> _WHAT YOU NEED TO DO_: Show every line in the records below that contains the string "submerged", matching upper and lower case exactly.
--- Start of SUPPLIED ENTRIES ---
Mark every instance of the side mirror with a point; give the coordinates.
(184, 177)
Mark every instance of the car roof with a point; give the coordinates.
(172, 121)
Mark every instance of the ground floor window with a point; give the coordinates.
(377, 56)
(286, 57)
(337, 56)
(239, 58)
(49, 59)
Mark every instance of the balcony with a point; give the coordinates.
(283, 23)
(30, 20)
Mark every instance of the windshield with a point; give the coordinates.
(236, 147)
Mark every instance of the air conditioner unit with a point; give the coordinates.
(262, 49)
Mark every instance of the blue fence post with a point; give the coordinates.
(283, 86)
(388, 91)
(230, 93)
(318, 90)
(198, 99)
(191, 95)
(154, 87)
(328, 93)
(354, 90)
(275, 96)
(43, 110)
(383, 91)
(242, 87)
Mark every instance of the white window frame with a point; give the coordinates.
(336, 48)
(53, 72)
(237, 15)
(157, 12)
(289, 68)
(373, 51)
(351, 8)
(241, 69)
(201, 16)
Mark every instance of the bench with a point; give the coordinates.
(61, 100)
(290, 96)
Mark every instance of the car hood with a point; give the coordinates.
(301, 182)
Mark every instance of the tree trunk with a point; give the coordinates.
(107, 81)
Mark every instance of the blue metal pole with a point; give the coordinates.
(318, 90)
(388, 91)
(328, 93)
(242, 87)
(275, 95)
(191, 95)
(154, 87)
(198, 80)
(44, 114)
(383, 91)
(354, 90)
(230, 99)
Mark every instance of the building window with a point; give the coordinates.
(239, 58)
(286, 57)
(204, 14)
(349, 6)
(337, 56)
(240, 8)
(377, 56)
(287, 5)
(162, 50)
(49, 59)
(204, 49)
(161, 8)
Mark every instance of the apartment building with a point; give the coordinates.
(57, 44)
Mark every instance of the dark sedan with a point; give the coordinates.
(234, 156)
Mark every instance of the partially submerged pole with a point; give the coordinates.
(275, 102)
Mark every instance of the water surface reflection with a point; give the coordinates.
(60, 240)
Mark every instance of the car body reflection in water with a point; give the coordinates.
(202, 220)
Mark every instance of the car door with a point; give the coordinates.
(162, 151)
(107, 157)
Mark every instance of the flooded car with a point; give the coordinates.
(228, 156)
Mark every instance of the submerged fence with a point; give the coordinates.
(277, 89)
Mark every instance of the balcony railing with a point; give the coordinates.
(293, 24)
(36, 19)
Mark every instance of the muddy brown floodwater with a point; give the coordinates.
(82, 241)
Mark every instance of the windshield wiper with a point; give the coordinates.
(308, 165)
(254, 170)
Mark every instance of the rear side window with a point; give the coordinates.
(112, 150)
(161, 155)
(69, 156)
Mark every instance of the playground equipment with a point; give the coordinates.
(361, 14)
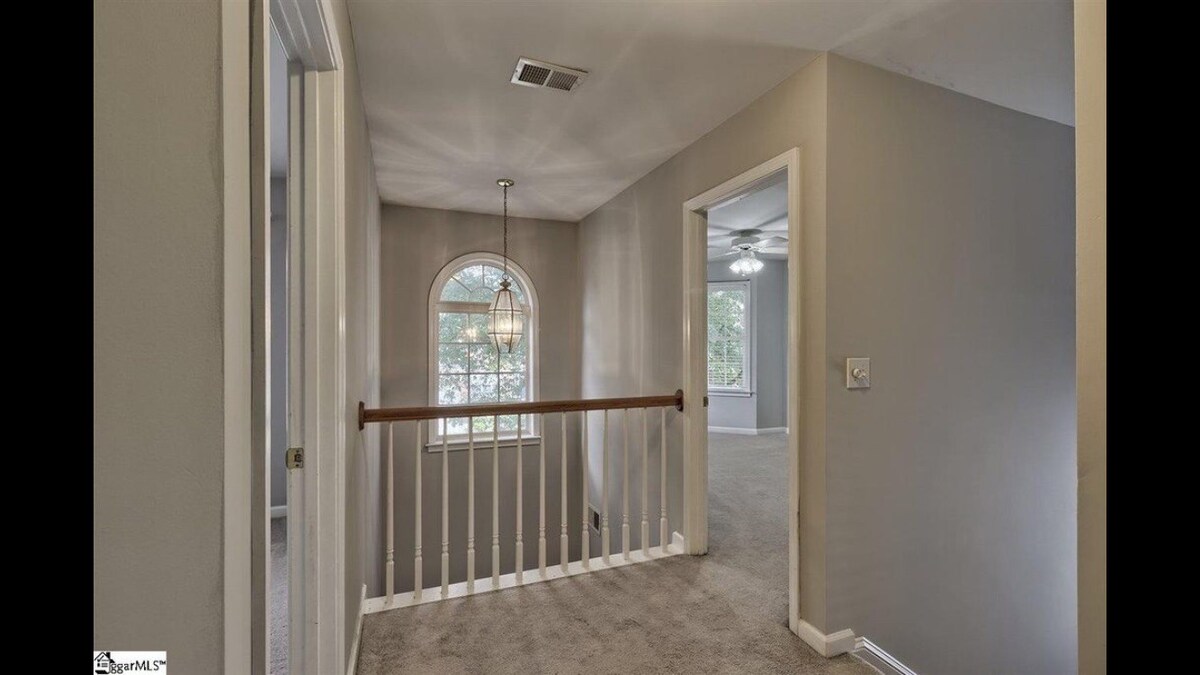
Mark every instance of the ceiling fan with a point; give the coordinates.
(742, 240)
(744, 244)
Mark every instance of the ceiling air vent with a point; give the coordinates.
(540, 73)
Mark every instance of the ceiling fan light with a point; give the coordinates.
(747, 264)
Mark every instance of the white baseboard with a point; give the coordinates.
(880, 659)
(353, 665)
(826, 645)
(744, 431)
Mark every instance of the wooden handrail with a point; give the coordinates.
(531, 407)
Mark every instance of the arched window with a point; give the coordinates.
(465, 365)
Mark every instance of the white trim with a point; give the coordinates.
(745, 431)
(325, 406)
(483, 441)
(574, 568)
(533, 322)
(826, 645)
(306, 31)
(737, 430)
(748, 344)
(235, 63)
(695, 288)
(885, 659)
(353, 664)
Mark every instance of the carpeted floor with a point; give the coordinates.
(721, 613)
(279, 617)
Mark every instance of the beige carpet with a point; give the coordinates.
(721, 613)
(279, 617)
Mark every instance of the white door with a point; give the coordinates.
(295, 372)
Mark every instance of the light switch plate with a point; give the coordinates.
(863, 366)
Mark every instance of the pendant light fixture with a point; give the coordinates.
(505, 317)
(747, 263)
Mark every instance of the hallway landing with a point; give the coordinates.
(721, 613)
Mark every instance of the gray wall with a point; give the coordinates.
(279, 370)
(1091, 185)
(631, 263)
(952, 479)
(417, 244)
(767, 407)
(157, 387)
(363, 496)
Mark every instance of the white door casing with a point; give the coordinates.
(695, 285)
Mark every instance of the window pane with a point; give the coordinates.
(513, 387)
(483, 358)
(508, 423)
(471, 278)
(453, 358)
(492, 278)
(453, 327)
(483, 388)
(455, 291)
(457, 425)
(483, 296)
(478, 329)
(727, 336)
(514, 362)
(451, 389)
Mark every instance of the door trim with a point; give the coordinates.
(695, 285)
(237, 162)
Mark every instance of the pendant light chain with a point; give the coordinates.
(505, 232)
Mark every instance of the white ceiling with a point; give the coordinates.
(445, 123)
(765, 208)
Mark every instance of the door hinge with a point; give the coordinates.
(295, 458)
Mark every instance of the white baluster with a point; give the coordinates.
(562, 483)
(471, 505)
(445, 508)
(585, 541)
(604, 493)
(663, 488)
(520, 554)
(624, 488)
(496, 502)
(390, 563)
(646, 484)
(417, 526)
(541, 500)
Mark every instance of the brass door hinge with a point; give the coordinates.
(295, 458)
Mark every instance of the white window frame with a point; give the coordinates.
(748, 342)
(531, 428)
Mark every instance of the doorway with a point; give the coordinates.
(735, 372)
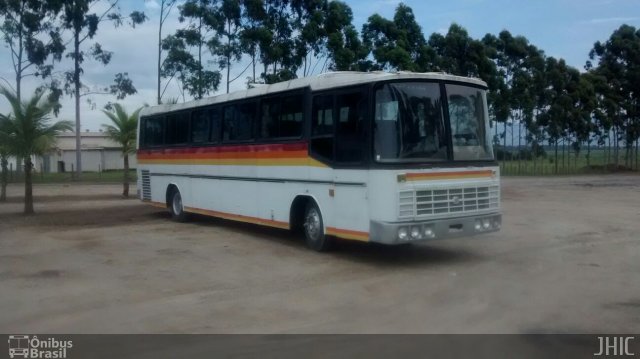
--- End of SUPPLIED ENTRIES ---
> _FINAL RESULT_:
Mark every instance of the partially submerged pole with a point; give the coordinates.
Mark every instance of the submerged fence with a point; give the coordinates.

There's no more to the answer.